**Exercise brief:** The response should contain only those lines of the entries below that include the string "mountain".

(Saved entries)
++++

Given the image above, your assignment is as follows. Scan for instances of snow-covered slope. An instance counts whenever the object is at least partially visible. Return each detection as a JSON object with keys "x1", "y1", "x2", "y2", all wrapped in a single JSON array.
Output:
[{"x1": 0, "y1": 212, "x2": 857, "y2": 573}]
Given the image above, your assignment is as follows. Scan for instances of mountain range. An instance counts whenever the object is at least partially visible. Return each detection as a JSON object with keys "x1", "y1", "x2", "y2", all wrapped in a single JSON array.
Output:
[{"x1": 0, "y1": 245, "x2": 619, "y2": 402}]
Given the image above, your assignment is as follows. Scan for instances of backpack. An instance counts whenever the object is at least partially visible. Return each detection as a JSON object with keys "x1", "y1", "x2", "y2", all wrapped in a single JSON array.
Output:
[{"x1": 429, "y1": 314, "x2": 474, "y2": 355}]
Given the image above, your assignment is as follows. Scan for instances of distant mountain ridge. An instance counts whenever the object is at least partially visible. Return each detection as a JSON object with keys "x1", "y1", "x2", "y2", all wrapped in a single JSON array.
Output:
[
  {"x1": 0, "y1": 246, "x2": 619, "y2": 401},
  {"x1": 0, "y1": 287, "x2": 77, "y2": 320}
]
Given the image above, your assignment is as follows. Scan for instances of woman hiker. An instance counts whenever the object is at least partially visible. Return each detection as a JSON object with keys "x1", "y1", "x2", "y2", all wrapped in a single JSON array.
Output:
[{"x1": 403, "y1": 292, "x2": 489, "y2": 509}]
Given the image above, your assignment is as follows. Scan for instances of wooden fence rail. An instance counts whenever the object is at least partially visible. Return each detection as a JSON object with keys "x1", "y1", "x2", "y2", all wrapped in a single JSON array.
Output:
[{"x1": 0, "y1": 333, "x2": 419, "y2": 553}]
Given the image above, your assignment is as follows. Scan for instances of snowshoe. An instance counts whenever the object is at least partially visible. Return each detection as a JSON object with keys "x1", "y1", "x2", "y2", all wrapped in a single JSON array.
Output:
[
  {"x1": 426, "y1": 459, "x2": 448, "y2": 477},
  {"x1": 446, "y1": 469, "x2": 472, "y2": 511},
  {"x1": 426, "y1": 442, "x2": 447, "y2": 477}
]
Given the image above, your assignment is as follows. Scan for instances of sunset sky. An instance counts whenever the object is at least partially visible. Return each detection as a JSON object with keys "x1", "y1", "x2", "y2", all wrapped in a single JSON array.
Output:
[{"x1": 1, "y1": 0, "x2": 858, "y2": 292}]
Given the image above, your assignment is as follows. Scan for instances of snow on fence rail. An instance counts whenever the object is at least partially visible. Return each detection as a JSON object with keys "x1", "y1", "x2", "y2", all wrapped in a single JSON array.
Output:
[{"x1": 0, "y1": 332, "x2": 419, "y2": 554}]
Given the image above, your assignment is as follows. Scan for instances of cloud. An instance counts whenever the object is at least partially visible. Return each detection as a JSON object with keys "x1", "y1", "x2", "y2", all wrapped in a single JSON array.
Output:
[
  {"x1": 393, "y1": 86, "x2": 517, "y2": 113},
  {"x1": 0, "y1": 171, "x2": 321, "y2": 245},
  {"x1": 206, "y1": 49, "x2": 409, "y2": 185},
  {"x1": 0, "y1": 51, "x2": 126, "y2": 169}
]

++++

**Answer space:**
Given the image above, your assignment is as follows. Scan for instances of mountain range. An instance counts whenever the object is at least partially visible. Return each detection as a JSON object with keys "x1", "y1", "x2", "y2", all wrapped in a single JSON array.
Given the image above, your assignment is as follows. Scan for instances of distant mountain ridge. An instance counts whenever the object is at least partially visible. Return each detection as a JSON object with keys "x1", "y1", "x2", "y2", all wrapped in a single JSON array.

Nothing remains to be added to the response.